- GIVEN TASK -
Nothing should be left out: output all of the entries exactly.
--- --- ---
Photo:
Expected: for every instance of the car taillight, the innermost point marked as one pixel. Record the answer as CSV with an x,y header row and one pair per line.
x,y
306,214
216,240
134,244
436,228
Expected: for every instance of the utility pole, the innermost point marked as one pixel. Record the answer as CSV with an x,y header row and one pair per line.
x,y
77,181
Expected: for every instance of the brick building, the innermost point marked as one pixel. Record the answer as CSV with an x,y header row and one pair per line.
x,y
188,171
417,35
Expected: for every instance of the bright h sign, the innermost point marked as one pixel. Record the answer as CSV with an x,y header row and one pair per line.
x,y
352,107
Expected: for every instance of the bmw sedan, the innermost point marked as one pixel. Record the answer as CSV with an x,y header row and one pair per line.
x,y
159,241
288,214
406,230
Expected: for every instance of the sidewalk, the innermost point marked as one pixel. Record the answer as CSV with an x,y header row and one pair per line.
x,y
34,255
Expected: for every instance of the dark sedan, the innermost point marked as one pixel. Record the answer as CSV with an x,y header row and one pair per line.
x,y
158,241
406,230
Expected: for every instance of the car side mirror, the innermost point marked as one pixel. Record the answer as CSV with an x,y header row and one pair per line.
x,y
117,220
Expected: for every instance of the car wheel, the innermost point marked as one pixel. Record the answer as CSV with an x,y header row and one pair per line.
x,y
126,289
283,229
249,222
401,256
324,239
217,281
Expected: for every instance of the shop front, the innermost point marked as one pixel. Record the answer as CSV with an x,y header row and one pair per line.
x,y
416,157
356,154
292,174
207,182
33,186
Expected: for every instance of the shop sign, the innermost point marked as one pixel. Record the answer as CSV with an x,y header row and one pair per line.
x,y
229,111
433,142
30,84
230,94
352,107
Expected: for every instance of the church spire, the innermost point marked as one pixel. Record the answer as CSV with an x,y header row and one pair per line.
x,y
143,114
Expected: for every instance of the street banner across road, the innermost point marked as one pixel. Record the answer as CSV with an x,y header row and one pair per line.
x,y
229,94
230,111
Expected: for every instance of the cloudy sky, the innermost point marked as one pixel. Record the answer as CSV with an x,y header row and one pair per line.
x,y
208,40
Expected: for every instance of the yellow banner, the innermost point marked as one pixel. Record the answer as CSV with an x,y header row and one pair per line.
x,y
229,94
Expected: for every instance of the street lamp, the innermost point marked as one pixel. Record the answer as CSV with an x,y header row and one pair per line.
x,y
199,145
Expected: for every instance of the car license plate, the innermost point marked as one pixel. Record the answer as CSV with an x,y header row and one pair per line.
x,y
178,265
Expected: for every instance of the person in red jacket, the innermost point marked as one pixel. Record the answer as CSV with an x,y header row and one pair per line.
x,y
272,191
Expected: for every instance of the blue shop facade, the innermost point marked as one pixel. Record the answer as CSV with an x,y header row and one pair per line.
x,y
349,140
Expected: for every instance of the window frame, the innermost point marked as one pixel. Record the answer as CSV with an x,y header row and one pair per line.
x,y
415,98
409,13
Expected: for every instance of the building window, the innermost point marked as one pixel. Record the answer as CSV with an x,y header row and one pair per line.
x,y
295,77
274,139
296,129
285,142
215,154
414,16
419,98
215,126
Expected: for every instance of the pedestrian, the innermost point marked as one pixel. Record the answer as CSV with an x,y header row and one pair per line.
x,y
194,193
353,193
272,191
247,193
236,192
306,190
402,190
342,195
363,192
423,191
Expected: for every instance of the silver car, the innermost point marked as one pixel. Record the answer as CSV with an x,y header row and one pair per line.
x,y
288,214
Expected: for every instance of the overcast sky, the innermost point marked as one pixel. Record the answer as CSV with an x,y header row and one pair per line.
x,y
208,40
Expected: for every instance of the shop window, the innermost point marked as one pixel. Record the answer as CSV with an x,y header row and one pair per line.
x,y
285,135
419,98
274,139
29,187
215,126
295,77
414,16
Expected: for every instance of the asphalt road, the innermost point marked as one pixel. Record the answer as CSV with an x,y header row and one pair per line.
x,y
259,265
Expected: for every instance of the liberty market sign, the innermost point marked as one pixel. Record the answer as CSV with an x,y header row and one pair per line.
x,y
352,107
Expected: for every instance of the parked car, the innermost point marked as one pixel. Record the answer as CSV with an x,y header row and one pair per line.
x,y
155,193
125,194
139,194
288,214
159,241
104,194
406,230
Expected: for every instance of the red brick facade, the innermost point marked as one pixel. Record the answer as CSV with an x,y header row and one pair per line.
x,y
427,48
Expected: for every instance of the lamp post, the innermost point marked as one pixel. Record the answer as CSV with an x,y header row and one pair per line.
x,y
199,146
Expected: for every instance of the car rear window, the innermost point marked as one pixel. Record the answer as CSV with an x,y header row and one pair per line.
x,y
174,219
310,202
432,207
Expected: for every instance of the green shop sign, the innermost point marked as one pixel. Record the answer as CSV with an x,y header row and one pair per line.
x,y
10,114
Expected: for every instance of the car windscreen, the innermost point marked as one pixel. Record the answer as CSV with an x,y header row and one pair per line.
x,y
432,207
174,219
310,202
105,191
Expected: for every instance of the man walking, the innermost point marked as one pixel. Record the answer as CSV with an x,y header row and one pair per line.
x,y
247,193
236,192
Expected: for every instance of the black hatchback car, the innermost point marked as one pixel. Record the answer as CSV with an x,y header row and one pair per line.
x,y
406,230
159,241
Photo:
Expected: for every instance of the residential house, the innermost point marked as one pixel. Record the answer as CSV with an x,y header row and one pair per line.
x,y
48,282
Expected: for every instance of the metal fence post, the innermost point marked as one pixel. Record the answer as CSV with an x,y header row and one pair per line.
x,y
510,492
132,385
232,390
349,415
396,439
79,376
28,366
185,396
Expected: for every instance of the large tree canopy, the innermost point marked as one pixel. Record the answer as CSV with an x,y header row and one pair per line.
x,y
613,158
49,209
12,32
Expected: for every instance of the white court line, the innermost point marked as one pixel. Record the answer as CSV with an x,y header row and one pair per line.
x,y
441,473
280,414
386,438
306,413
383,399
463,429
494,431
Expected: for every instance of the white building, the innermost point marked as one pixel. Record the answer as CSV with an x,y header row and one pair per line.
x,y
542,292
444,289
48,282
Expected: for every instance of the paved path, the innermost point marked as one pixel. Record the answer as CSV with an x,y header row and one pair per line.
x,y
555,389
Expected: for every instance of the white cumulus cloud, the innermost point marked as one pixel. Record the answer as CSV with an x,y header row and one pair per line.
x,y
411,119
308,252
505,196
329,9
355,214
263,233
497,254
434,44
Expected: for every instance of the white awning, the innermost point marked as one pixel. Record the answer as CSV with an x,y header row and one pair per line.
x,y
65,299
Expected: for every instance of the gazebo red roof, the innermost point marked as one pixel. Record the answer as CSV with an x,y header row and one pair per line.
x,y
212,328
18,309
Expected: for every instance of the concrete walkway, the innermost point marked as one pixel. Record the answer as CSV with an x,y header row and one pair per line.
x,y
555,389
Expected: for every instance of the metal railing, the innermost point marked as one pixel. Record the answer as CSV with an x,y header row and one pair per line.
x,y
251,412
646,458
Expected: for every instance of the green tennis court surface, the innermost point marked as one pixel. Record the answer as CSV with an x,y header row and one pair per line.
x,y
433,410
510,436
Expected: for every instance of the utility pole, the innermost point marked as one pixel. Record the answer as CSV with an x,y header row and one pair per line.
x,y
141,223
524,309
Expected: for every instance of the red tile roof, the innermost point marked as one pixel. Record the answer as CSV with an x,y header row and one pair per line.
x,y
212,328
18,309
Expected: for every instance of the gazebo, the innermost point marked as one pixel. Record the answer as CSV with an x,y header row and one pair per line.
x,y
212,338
--- --- ---
- TASK SOLUTION -
Photo:
Expected: for every instance of the car taillight, the innermost point marked as one pixel. Record the answer as CSV with an x,y header row and one pair per line.
x,y
306,214
216,240
134,244
436,228
Expected: for every instance of the utility pole, the innermost point marked as one pixel. Record the answer as CSV with an x,y header row and one pair per line.
x,y
77,181
Expected: for every instance of the brick building, the innermost point marked as one pixel. Record the answer as CSV with an x,y header row and one pair per line.
x,y
188,171
417,35
Expected: for every instance of the bright h sign, the innermost point marked as one pixel. Record the answer as CSV with an x,y header row and one pair per line.
x,y
352,107
Expected: for every instance of the bmw sedan, the innermost point marked as one pixel. Record the answer as CSV with an x,y header row and one pair per line.
x,y
159,241
288,214
406,230
Expected: for every instance of the sidewalk, the innermost point marked as one pixel. Record the answer as CSV with an x,y header row and one pair per line.
x,y
34,255
Expected: for every instance of the dark sedan, the innermost point marked as one pixel. Record the answer as CSV with an x,y header row and one pair per line.
x,y
158,241
406,230
Expected: for every instance of the car side mirror, the innermost point marked as one pixel. Record the answer as CSV with an x,y header row and one pair per line.
x,y
117,220
Expected: for every instance of the car wheel, the innermost point marked as one pixel. Record the answer as CSV with an x,y header row and one pair per line.
x,y
126,289
283,229
249,222
401,256
324,239
217,281
Expected: for every instance of the shop front, the innermost point marked as one pixel. Record the answer as CSV with an x,y header row and one pair per line.
x,y
416,157
356,154
292,174
207,182
33,186
Expected: for every instance of the shop sign, the innermost point marked as one pixel. Record the answer as CSV with an x,y header row and one pair per line.
x,y
229,111
433,142
30,84
230,94
352,107
Expected: for every instance of the church spire, the innermost point marked as one pixel. Record the answer as CSV with an x,y header row and one pair per line.
x,y
143,114
Expected: for every instance of the street banner across road, the innermost point marked as one pixel. Record the answer as CSV with an x,y header row and one pair per line.
x,y
229,94
230,111
Expected: for every instance of the cloudy sky, the innermost point marked as one pixel. Record the answer as CSV with an x,y header row and one pair per line.
x,y
208,40
Expected: for every instance of the yellow banner, the innermost point marked as one pixel. Record the answer as CSV with an x,y header row and one pair per line.
x,y
229,94
Expected: for every instance of the street lamp, the innermost point marked as one pixel. Record the answer as CSV with an x,y header row and one pair per line.
x,y
199,145
Expected: for every instance of the car license plate, the innermost point marked as one pixel. Record the answer as CSV with an x,y header row and one pair per line.
x,y
178,265
Expected: for every instance of the person in red jacket, the innermost point marked as one pixel. Record the answer as CSV with an x,y header row and one pair per line.
x,y
272,191
Expected: for every instance of the blue shop facade, the innermost point marked as one pixel. Record the answer as CSV with an x,y header row and one pair per line.
x,y
349,140
Expected: for every instance of the window frame, the innermost point marked as one pixel. Record the answer as CSV with an x,y header row and one pair per line.
x,y
415,98
409,13
Expected: for every instance of the building window, the innermost point marked as one pixel. Record the answer as CSV with an x,y header row and one pair per line.
x,y
295,77
274,139
296,129
285,142
215,154
414,16
419,98
215,126
Expected: for every instance of the pedestrian, the innermost point marked as one pixel. Record the answer as CSV with an x,y header row and one pair per line.
x,y
194,193
353,193
272,191
247,193
236,192
306,190
402,190
342,195
363,192
423,191
Expected: for every instance of the silver car, the innermost point marked as one pixel. Record the answer as CSV with an x,y header row and one pair per line.
x,y
288,214
Expected: for every instance of the overcast sky, the innermost point marked as one pixel. Record the answer as CSV with an x,y header row and one pair per line.
x,y
208,40
Expected: for every instance of the shop window, the innermost point marked as one pixel. Record the answer as CSV with an x,y header row and one pair per line.
x,y
285,135
419,98
274,139
29,187
215,126
295,77
414,16
Expected: for every instance of the asphalt road, the innermost point marked as one pixel. Record the answer as CSV with an x,y header row and one pair per line.
x,y
259,265
Expected: for every instance of the liberty market sign, the innermost point marked as one pixel. Record the answer as CSV with an x,y header row and one pair per line.
x,y
352,107
Expected: for every instance of the parked car, the innermost point marked as one pixel. Record the answer as CSV with an x,y header row and one pair per line.
x,y
155,193
125,194
139,194
288,214
159,241
104,194
406,230
Expected: for every instance of the red brick facade, the innermost point marked as one pixel. Record the answer as CSV with an x,y header row and one pair per line.
x,y
427,48
Expected: for every instance of the lamp post, the innermost point marked as one pixel. Record the answer as CSV with an x,y header row and one pair per line.
x,y
199,146
Expected: for every instance of the car rear window, the innermost point marked as one pixel. Record the answer as CSV with an x,y header row and one pair per line.
x,y
174,219
310,202
432,207
Expected: for every instance of the green shop sign, the innermost point marked as one pixel. Record the answer as CSV with an x,y header row and one pair per line.
x,y
10,114
Expected: for every instance of the car windscreen, the innermost point marked as one pixel. Record the answer as CSV with an x,y header row and one pair per line.
x,y
432,207
174,219
310,202
105,191
Expected: for every instance of the man walking, the innermost point marked as one pixel. Record the answer as CSV with an x,y header row and one pair per line.
x,y
247,193
236,192
Expected: for every instance of the black hatchback car, the innermost point marked as one pixel. Record the answer as CSV with an x,y header row and one pair per line.
x,y
406,230
159,241
Photo:
Expected: for every instance of the residential house, the innermost point marked as one pixel. Record the answer as CSV with an x,y header row and one pair per line.
x,y
48,282
Expected: for every instance of the metal fence post, the innermost point marked as one pixel. Record the answer as CSV with an x,y header row and one pair per line.
x,y
510,492
132,385
232,390
349,415
396,439
79,376
28,366
185,396
Expected: for every instance of the large tree canopy, the innermost point marked as one pixel. Record the answer as CSV with an x,y header row and one pair per line.
x,y
613,158
49,209
12,32
Expected: for every instance of the white court line, the innermost point marked as one pixel. Record the answer as CSV with an x,y header row and one pair per line.
x,y
441,473
280,414
386,438
306,413
383,399
463,429
494,431
Expected: for every instance of the white building, the innermost point marked as one pixel. Record the answer as CSV with an x,y header row and one pair per line.
x,y
542,292
444,289
48,282
Expected: for every instance of the paved path, the innermost point marked as one pixel. Record the answer as CSV with an x,y header row and one pair per line.
x,y
555,389
Expected: for every instance of the white cumulus cloud, the innermost point marked as one pixel. Record the answer as CSV with an x,y header row and one pair per line.
x,y
411,119
308,252
505,196
329,9
355,214
263,233
497,254
434,44
Expected: for every instance of the white awning, the innermost point marked as one pixel. Record the answer as CSV with an x,y header row and one pair per line.
x,y
65,299
Expected: for every instance of the gazebo red roof, the innermost point marked as one pixel. Record the answer as CSV with an x,y header row and one pair per line.
x,y
212,328
18,309
Expected: for every instance of the concrete walkway, the innermost point marked as one pixel. Record the answer as CSV with an x,y header row and one pair per line.
x,y
555,389
Expected: for every instance of the metal railing, the innermost point marked as one pixel. Record the answer as CSV with an x,y header row and one pair per line.
x,y
251,412
646,458
Expected: for every instance of the green tennis court surface, the innermost point marked as one pixel. Record the answer as CSV with an x,y header row and one pair per line.
x,y
433,410
510,436
Expected: for every instance of the utility pole, the innermost point marked as one pixel. Record the answer as CSV with an x,y header row and one pair per line.
x,y
141,223
524,309
Expected: for every instance of the red tile roof, the innermost point marked as one pixel. Record the answer as CSV with an x,y header row and one pair per line.
x,y
212,328
18,309
Expected: for every instance of the gazebo, the innermost point marked as one pixel. Record the answer as CSV with an x,y header row and one pair per line.
x,y
212,338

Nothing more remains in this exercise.